Please lay out all of the material below as a numbered list, one line per item, with blank lines left out.

Dataset entries
○ ○ ○ ○ ○ ○ ○

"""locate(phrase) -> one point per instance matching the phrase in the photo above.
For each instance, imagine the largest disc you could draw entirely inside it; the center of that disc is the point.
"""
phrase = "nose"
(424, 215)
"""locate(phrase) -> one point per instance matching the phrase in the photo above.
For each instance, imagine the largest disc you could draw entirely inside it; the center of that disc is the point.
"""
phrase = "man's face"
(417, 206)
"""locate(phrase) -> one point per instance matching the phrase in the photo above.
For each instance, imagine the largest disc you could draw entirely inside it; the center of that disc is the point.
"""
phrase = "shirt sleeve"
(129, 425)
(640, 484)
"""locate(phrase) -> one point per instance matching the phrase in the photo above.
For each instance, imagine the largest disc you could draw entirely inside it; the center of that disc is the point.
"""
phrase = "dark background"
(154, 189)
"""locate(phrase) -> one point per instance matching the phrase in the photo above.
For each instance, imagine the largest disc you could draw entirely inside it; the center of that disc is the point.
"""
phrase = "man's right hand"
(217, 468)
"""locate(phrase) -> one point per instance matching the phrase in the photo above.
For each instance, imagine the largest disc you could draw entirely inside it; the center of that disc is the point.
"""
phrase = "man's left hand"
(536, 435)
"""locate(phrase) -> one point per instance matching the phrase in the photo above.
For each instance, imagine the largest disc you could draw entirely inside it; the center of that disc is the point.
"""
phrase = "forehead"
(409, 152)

○ ○ ○ ○ ○ ○ ○

[The reply]
1. """locate(phrase) -> one point per instance matching the phrase in the photo above.
2. For each instance, imagine the largest disc you could draw entirely inside it; the center of that disc is the point.
3. """
4. phrase = "nose"
5. (424, 215)
6. """locate(phrase) -> one point per instance matching the phrase in the photo above.
7. For each instance, imagine the largest disc you could draw entirely inside it; the center of that disc is the point.
8. """
9. phrase = "man's face"
10. (417, 206)
11. """locate(phrase) -> one point per instance matching the phrase in the photo above.
12. For each instance, imagine the largest disc you could draw entirely inside it; the center of that disc is the point.
13. """
14. phrase = "shirt sleeve"
15. (129, 425)
16. (640, 484)
17. """locate(phrase) -> one point per instance matching the phrase in the photo above.
18. For each instance, imagine the largest disc you could draw entirely inside it; the center of that disc is the point.
19. """
20. phrase = "dark background"
21. (154, 189)
22. """locate(phrase) -> one point per instance matching the phrase in the photo above.
23. For each instance, imagine the largest disc you could draw entirely inside it; the center of that disc is the point.
24. """
25. phrase = "man's right hand"
26. (217, 468)
27. """locate(phrase) -> one point per instance matching the phrase in the photo above.
28. For each instance, imagine the largest disc you could draw entirely inside it; the center of that disc is the point.
29. """
30. phrase = "man's left hand"
31. (536, 435)
32. """locate(phrase) -> one point per instance matching the phrase in the photo above.
33. For each instance, imagine the largest disc you could draw entirely inside it; the center of that disc is the point.
34. """
35. phrase = "forehead"
36. (409, 152)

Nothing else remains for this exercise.